Data
============

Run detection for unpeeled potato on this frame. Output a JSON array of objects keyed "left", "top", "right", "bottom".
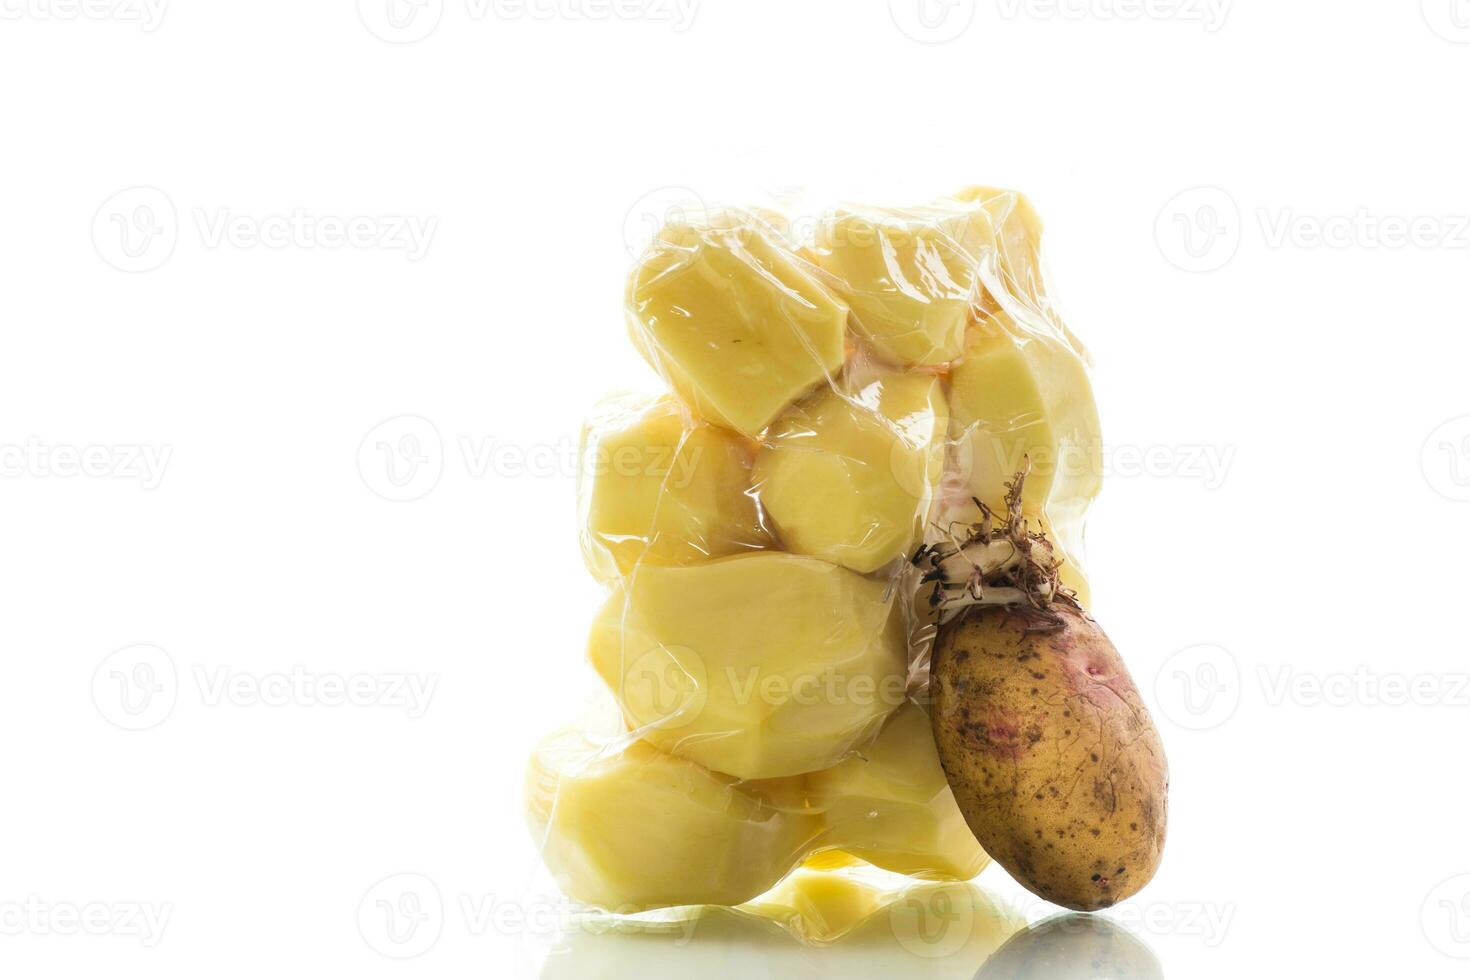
[{"left": 930, "top": 604, "right": 1168, "bottom": 911}]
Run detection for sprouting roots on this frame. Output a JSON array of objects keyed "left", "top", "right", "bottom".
[{"left": 913, "top": 464, "right": 1080, "bottom": 630}]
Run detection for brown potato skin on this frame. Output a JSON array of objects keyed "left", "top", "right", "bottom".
[{"left": 931, "top": 604, "right": 1168, "bottom": 911}]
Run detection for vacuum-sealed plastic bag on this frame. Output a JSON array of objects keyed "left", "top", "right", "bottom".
[{"left": 529, "top": 186, "right": 1102, "bottom": 915}]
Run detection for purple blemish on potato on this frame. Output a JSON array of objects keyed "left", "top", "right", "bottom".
[{"left": 959, "top": 713, "right": 1041, "bottom": 761}]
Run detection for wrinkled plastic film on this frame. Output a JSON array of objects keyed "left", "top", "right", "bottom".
[{"left": 532, "top": 187, "right": 1104, "bottom": 916}]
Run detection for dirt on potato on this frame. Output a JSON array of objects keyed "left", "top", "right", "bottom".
[{"left": 931, "top": 603, "right": 1168, "bottom": 911}]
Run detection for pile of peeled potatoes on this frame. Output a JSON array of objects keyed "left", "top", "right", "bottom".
[{"left": 525, "top": 186, "right": 1168, "bottom": 916}]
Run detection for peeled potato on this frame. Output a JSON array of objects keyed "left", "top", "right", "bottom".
[
  {"left": 755, "top": 372, "right": 948, "bottom": 574},
  {"left": 525, "top": 727, "right": 818, "bottom": 910},
  {"left": 808, "top": 700, "right": 987, "bottom": 881},
  {"left": 812, "top": 202, "right": 994, "bottom": 367},
  {"left": 527, "top": 707, "right": 989, "bottom": 914},
  {"left": 626, "top": 212, "right": 849, "bottom": 438},
  {"left": 587, "top": 552, "right": 907, "bottom": 780},
  {"left": 579, "top": 393, "right": 771, "bottom": 581}
]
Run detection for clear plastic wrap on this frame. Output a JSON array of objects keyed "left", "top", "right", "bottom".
[{"left": 531, "top": 185, "right": 1103, "bottom": 917}]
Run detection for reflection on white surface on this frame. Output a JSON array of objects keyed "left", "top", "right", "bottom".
[
  {"left": 979, "top": 914, "right": 1164, "bottom": 979},
  {"left": 534, "top": 868, "right": 1161, "bottom": 979}
]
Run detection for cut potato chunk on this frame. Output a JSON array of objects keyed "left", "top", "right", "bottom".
[
  {"left": 812, "top": 202, "right": 994, "bottom": 367},
  {"left": 579, "top": 393, "right": 771, "bottom": 581},
  {"left": 626, "top": 212, "right": 849, "bottom": 438},
  {"left": 587, "top": 553, "right": 907, "bottom": 779},
  {"left": 526, "top": 727, "right": 818, "bottom": 910},
  {"left": 754, "top": 372, "right": 948, "bottom": 574},
  {"left": 526, "top": 708, "right": 986, "bottom": 913},
  {"left": 809, "top": 701, "right": 988, "bottom": 881},
  {"left": 953, "top": 185, "right": 1090, "bottom": 356}
]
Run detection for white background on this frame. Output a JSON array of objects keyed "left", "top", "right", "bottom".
[{"left": 4, "top": 1, "right": 1470, "bottom": 976}]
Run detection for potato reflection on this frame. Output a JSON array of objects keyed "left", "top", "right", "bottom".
[
  {"left": 975, "top": 913, "right": 1162, "bottom": 980},
  {"left": 540, "top": 867, "right": 1025, "bottom": 980}
]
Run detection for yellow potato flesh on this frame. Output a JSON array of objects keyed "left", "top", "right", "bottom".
[
  {"left": 626, "top": 214, "right": 849, "bottom": 438},
  {"left": 808, "top": 701, "right": 988, "bottom": 880},
  {"left": 526, "top": 704, "right": 987, "bottom": 912},
  {"left": 525, "top": 728, "right": 819, "bottom": 910},
  {"left": 813, "top": 203, "right": 994, "bottom": 367},
  {"left": 951, "top": 187, "right": 1052, "bottom": 320},
  {"left": 579, "top": 394, "right": 771, "bottom": 582},
  {"left": 754, "top": 373, "right": 948, "bottom": 574},
  {"left": 587, "top": 553, "right": 907, "bottom": 780}
]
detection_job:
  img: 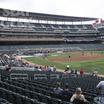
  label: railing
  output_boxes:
[10,73,28,80]
[34,74,47,80]
[50,74,59,79]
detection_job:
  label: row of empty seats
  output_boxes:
[0,79,72,104]
[0,20,95,30]
[0,70,103,104]
[0,20,98,35]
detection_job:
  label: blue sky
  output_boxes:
[0,0,103,19]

============

Problem details
Write out every entry above exactly, minus the pictures.

Output for this task
Run detection for unpeeled potato on this frame. Output a JSON array of objects keyed "left", "top", "right", "bottom".
[{"left": 930, "top": 604, "right": 1168, "bottom": 911}]
Run detection for sprouting roots on this frame. Output a JSON array of objects keyed "left", "top", "right", "bottom".
[{"left": 913, "top": 464, "right": 1080, "bottom": 630}]
Run detection for brown potato skin on this frame. Output a JSON array of objects keyed "left", "top", "right", "bottom".
[{"left": 931, "top": 604, "right": 1168, "bottom": 911}]
Run detection for vacuum-sealed plastic bag on this frame. Output a JSON array of objects keyed "left", "top", "right", "bottom".
[{"left": 529, "top": 186, "right": 1102, "bottom": 915}]
Run detection for purple blemish on potato on this frame. Output a JSON array of objects keyed "left", "top", "right", "bottom".
[{"left": 959, "top": 713, "right": 1041, "bottom": 761}]
Run detection for wrinkled plastic film on this frame. Output a JSON array of objects keyed "left", "top", "right", "bottom".
[{"left": 532, "top": 187, "right": 1104, "bottom": 916}]
Run detection for dirt on potato on this frame. Output a JSON array of objects keyed "left", "top", "right", "bottom".
[{"left": 931, "top": 603, "right": 1168, "bottom": 911}]
Run detection for pile of peeled potatoes on this frame. Output a JSON array of objects keyed "left", "top", "right", "bottom".
[{"left": 525, "top": 186, "right": 1168, "bottom": 916}]
Run detection for peeled potato on this frame. Output a JSON array of objects keyed "left", "top", "right", "bottom".
[
  {"left": 755, "top": 372, "right": 948, "bottom": 574},
  {"left": 525, "top": 727, "right": 818, "bottom": 910},
  {"left": 808, "top": 700, "right": 987, "bottom": 881},
  {"left": 812, "top": 202, "right": 994, "bottom": 367},
  {"left": 527, "top": 707, "right": 989, "bottom": 914},
  {"left": 626, "top": 212, "right": 849, "bottom": 438},
  {"left": 587, "top": 552, "right": 907, "bottom": 780},
  {"left": 579, "top": 393, "right": 771, "bottom": 581}
]
Run detection for clear plastic wrap on this frame. Output a JSON array of objects keyed "left", "top", "right", "bottom".
[{"left": 531, "top": 185, "right": 1103, "bottom": 917}]
Run detection for reflection on white surface on this frame. Output a JSON array of objects keyed "left", "top", "right", "bottom".
[
  {"left": 979, "top": 914, "right": 1164, "bottom": 979},
  {"left": 534, "top": 868, "right": 1161, "bottom": 979}
]
Run detection for cut potato chunk on this frame. Output a JSON array of objects keyed "left", "top", "right", "bottom".
[
  {"left": 812, "top": 202, "right": 994, "bottom": 367},
  {"left": 579, "top": 393, "right": 771, "bottom": 581},
  {"left": 626, "top": 212, "right": 849, "bottom": 438},
  {"left": 587, "top": 553, "right": 907, "bottom": 779},
  {"left": 526, "top": 727, "right": 818, "bottom": 910},
  {"left": 754, "top": 372, "right": 948, "bottom": 574},
  {"left": 526, "top": 708, "right": 986, "bottom": 913},
  {"left": 809, "top": 701, "right": 988, "bottom": 881},
  {"left": 953, "top": 185, "right": 1090, "bottom": 356}
]
Run detection for white background on this frame. Output a JSON array of objects keyed "left", "top", "right", "bottom".
[{"left": 4, "top": 1, "right": 1470, "bottom": 976}]
Run detection for potato reflection on this frame. Output a JSON array of objects keyed "left", "top", "right", "bottom".
[
  {"left": 975, "top": 913, "right": 1162, "bottom": 980},
  {"left": 540, "top": 867, "right": 1025, "bottom": 980}
]
Run detection for yellow potato flesh on this frame. Output a JSON array of objects keyed "left", "top", "right", "bottom".
[
  {"left": 626, "top": 214, "right": 849, "bottom": 438},
  {"left": 808, "top": 701, "right": 988, "bottom": 880},
  {"left": 526, "top": 704, "right": 987, "bottom": 912},
  {"left": 525, "top": 728, "right": 819, "bottom": 910},
  {"left": 813, "top": 203, "right": 994, "bottom": 367},
  {"left": 951, "top": 187, "right": 1052, "bottom": 320},
  {"left": 579, "top": 394, "right": 771, "bottom": 582},
  {"left": 754, "top": 373, "right": 948, "bottom": 574},
  {"left": 587, "top": 553, "right": 907, "bottom": 780}
]
detection_job:
  img: 
  label: railing
  output_boxes:
[10,73,28,80]
[34,74,47,80]
[50,74,59,79]
detection_job:
  label: row of empty seats
  output_boxes:
[0,79,72,104]
[0,20,95,30]
[0,70,103,104]
[0,20,98,35]
detection_job:
  label: blue sky
  output_boxes:
[0,0,103,19]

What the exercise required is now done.